Aim of the task ▸
Search the entries for the word "geojson" and report each line that has it.

Referring expression data
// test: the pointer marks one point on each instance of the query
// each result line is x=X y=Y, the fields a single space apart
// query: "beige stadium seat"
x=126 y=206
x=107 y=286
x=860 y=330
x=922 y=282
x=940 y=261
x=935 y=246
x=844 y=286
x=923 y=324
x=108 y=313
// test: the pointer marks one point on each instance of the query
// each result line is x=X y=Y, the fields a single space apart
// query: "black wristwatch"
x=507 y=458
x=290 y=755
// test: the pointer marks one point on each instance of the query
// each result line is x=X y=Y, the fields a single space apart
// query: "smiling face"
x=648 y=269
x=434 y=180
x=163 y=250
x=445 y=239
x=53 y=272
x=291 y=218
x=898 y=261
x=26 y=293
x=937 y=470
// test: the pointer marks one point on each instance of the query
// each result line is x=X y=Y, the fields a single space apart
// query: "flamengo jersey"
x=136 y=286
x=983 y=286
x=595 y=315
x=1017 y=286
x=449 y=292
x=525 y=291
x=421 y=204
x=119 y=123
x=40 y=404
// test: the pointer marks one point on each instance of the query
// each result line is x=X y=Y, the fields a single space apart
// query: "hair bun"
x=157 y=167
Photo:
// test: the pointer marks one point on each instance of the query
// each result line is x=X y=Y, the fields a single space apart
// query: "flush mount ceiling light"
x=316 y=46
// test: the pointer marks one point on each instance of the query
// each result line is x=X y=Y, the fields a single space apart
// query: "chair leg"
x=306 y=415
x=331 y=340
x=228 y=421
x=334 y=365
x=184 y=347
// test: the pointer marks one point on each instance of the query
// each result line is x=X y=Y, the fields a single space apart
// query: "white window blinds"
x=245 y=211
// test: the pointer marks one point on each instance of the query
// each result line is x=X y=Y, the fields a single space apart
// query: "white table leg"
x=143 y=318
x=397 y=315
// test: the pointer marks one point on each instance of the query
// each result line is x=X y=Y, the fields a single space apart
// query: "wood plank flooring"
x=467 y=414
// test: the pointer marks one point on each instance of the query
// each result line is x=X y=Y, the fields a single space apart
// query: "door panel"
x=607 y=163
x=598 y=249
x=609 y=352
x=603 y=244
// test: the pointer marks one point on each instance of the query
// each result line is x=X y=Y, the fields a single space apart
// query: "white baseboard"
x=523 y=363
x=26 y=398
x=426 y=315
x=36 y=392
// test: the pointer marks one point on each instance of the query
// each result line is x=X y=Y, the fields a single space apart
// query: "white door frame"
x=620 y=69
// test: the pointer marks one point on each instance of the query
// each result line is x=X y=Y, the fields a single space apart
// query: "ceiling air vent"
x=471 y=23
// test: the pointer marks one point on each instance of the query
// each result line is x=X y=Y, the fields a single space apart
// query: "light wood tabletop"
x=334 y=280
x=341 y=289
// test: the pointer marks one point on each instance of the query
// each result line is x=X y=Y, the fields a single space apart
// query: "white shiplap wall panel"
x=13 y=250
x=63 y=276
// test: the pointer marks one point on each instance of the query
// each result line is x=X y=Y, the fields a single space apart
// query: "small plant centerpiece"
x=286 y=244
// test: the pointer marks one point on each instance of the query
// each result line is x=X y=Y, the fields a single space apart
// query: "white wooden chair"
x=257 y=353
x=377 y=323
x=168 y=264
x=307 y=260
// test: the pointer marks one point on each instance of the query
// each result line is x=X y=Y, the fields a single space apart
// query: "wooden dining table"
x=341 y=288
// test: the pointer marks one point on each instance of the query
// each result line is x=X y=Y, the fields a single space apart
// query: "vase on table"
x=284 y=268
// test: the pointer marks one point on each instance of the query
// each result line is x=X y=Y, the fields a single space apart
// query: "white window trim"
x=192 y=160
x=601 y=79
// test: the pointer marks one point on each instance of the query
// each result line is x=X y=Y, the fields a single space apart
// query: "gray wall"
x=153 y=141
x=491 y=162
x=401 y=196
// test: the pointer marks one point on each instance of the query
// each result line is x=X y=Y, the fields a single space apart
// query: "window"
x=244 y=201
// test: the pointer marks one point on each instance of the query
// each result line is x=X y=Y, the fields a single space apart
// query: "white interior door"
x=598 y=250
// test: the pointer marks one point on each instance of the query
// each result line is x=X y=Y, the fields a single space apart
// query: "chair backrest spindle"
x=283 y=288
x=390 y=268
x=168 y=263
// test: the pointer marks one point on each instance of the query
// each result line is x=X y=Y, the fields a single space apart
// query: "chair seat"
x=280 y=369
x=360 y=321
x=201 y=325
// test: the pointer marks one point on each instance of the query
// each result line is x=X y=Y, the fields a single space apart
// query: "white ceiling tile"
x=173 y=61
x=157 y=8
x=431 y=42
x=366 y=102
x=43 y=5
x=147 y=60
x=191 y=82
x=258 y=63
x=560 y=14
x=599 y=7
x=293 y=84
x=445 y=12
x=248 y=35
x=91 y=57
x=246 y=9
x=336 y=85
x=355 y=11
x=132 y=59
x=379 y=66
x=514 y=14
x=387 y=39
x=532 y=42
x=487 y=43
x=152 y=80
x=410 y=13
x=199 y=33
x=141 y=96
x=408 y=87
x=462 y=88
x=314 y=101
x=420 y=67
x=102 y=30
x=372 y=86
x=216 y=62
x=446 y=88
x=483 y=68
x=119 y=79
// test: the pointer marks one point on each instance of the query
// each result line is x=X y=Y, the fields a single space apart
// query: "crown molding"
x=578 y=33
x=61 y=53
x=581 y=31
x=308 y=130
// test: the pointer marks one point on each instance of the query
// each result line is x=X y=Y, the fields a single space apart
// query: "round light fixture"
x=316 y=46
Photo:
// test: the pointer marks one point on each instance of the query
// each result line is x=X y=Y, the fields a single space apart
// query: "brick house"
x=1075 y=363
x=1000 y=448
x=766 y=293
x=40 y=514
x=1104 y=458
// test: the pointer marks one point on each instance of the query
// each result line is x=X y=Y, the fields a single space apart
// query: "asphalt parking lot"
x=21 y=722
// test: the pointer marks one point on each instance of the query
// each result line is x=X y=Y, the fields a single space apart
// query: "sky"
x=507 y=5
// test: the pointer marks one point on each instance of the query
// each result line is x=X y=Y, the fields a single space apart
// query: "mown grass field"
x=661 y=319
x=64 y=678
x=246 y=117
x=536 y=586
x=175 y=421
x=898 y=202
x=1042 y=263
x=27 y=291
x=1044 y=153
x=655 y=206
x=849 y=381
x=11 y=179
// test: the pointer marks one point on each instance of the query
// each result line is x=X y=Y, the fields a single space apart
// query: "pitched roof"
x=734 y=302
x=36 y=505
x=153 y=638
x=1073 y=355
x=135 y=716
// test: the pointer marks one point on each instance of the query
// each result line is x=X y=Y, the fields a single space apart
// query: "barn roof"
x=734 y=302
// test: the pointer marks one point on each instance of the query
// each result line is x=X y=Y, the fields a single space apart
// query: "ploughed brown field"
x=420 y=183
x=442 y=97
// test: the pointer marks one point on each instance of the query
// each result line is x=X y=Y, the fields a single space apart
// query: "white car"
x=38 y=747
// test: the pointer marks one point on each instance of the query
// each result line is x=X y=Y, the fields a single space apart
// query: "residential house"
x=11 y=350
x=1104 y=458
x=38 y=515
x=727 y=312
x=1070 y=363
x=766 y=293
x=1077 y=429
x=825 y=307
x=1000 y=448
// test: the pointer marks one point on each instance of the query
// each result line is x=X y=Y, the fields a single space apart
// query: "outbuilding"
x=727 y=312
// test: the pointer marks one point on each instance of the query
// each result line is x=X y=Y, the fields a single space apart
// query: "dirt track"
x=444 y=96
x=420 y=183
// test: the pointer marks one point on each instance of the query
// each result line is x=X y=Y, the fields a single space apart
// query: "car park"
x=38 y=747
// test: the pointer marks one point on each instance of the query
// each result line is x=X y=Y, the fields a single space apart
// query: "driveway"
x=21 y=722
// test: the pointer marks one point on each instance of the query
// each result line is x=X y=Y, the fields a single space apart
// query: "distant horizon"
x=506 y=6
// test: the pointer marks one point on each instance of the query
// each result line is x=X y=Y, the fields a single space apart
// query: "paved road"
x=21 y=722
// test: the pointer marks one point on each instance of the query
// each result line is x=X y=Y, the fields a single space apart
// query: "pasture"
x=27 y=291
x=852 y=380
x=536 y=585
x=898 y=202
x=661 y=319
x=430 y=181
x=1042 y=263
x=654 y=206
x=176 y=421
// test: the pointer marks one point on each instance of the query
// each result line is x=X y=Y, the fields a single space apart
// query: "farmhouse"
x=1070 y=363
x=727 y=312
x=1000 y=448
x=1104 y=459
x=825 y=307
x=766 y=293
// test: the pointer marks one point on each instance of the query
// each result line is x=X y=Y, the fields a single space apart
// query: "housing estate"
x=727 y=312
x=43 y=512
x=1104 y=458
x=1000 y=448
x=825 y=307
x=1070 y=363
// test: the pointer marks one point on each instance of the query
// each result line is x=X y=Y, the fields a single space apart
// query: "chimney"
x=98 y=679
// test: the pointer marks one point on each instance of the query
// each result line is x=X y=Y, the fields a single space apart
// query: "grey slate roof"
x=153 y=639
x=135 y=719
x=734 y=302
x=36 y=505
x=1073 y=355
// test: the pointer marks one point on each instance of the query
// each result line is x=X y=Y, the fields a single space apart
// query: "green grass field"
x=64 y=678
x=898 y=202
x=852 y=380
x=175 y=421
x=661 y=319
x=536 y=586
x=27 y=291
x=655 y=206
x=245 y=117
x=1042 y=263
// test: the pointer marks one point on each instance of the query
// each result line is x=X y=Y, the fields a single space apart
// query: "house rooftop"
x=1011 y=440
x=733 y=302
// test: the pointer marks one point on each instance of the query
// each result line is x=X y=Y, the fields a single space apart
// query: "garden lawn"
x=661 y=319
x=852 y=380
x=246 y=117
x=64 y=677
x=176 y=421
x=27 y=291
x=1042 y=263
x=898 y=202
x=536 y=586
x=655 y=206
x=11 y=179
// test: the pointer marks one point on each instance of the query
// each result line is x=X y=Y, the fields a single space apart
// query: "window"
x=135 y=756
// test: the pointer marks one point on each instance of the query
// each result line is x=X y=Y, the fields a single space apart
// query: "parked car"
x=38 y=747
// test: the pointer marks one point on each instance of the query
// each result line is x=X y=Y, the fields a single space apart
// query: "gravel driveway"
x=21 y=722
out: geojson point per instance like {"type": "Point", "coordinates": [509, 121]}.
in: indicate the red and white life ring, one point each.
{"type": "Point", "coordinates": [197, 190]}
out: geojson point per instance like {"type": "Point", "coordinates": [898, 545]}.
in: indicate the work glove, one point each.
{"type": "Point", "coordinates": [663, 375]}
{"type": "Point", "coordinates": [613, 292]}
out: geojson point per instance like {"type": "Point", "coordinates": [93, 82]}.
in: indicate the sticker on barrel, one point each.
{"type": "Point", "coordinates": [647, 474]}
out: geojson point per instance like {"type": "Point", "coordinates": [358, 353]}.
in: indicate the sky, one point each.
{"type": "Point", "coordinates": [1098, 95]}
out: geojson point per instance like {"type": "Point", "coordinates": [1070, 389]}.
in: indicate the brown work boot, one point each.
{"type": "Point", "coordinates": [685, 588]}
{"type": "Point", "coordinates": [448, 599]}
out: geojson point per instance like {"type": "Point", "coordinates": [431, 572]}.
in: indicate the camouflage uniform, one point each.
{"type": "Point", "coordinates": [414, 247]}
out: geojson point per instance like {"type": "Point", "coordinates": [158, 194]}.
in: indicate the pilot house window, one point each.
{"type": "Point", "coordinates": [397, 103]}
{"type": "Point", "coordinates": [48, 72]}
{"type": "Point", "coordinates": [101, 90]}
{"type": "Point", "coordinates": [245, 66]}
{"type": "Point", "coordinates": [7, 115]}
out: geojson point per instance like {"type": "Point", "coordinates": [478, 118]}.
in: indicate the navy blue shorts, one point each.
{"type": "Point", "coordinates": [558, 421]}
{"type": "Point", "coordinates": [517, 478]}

Exercise output ▸
out: geojson point per instance like {"type": "Point", "coordinates": [509, 121]}.
out: geojson point per instance like {"type": "Point", "coordinates": [898, 545]}.
out: geojson point per instance like {"type": "Point", "coordinates": [93, 82]}.
out: geojson point per instance like {"type": "Point", "coordinates": [358, 353]}.
out: geojson point per instance like {"type": "Point", "coordinates": [1070, 389]}.
out: geojson point per instance like {"type": "Point", "coordinates": [431, 572]}.
out: geojson point per instance like {"type": "Point", "coordinates": [158, 194]}.
out: geojson point per instance like {"type": "Point", "coordinates": [478, 118]}.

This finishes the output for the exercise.